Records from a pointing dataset
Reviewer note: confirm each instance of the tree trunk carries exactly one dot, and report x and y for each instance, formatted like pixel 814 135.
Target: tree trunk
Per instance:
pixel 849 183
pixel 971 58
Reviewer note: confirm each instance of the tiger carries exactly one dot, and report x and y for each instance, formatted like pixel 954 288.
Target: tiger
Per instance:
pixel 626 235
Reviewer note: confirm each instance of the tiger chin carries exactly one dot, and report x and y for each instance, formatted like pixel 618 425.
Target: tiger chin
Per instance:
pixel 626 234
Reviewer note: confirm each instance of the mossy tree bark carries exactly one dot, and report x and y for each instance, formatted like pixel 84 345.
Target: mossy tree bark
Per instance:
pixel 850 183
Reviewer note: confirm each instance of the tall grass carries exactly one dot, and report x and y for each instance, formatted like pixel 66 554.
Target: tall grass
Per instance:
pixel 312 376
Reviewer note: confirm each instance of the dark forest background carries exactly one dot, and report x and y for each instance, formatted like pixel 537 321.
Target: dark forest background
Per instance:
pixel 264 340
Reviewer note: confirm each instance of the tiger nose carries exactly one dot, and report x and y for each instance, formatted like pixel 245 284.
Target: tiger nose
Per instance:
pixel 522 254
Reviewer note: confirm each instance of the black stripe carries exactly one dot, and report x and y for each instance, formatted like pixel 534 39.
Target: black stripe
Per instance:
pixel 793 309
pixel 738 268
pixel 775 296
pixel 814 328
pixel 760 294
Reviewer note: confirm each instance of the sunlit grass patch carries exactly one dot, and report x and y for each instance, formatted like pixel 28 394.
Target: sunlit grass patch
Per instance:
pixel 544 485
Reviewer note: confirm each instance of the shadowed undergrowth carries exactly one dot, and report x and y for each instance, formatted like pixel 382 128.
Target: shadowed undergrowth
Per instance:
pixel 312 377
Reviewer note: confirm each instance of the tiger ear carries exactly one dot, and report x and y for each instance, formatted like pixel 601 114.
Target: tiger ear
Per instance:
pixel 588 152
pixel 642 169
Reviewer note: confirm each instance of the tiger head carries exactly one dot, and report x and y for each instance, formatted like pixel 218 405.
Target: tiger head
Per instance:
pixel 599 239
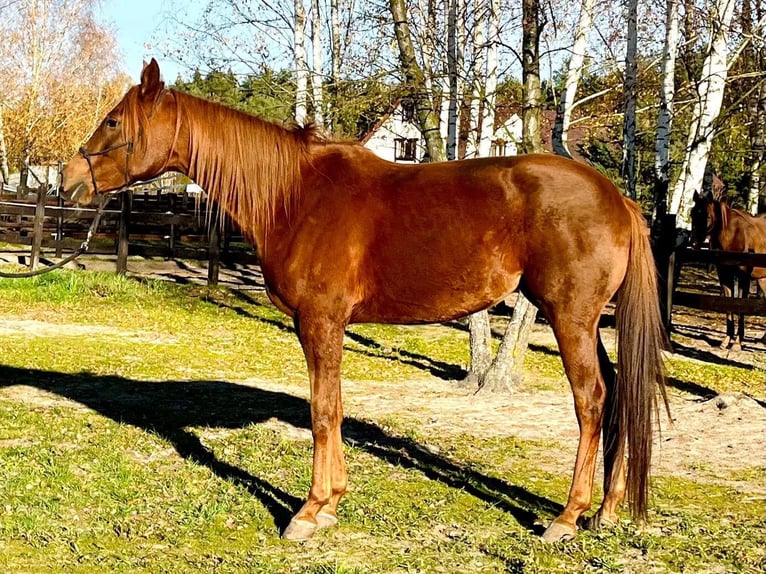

• WRITTEN EXERCISE:
Format everything from the first line of the records down to and including the line containing "pixel 264 340" as a numbered list, omitting blank lines.

• REPLY:
1. Reviewer note: confirm each instance of the tree trunk carries exactly one dot, and report x and y for each instance, formatted like pixel 814 135.
2. Target: tree trunk
3. Per instance:
4. pixel 849 183
5. pixel 971 58
6. Reviewer note: confirm each instance of the tiger carries exactly one dot, and report x and y for each instance, formatted like pixel 954 288.
7. Target: tiger
8. Per instance:
9. pixel 626 235
10. Reviewer note: confirm each instance of the tiger chin carries exactly one dot, and report x and y for each instance, formatted like pixel 618 425.
11. Target: tiger chin
12. Per instance:
13. pixel 626 234
14. Reviewer note: confirm each instance of the mossy tree bark carries exactly one dot, and report x and y for each instance, formatted like pixel 84 345.
15. Target: mossy tree bark
16. Per instance:
17. pixel 850 183
18. Reviewer note: confirm each instance of the tall grass carries exactly one dot, and report x and y for each instance, formatted like pixel 66 554.
19. Target: tall grass
20. Per instance:
21. pixel 312 376
22. Reviewer note: confirm each instance of the dark forest background carries exactly one dot, and report x and y for each instance, formatted like pixel 537 321.
23. Target: dark forest background
24. Per instance:
25. pixel 264 340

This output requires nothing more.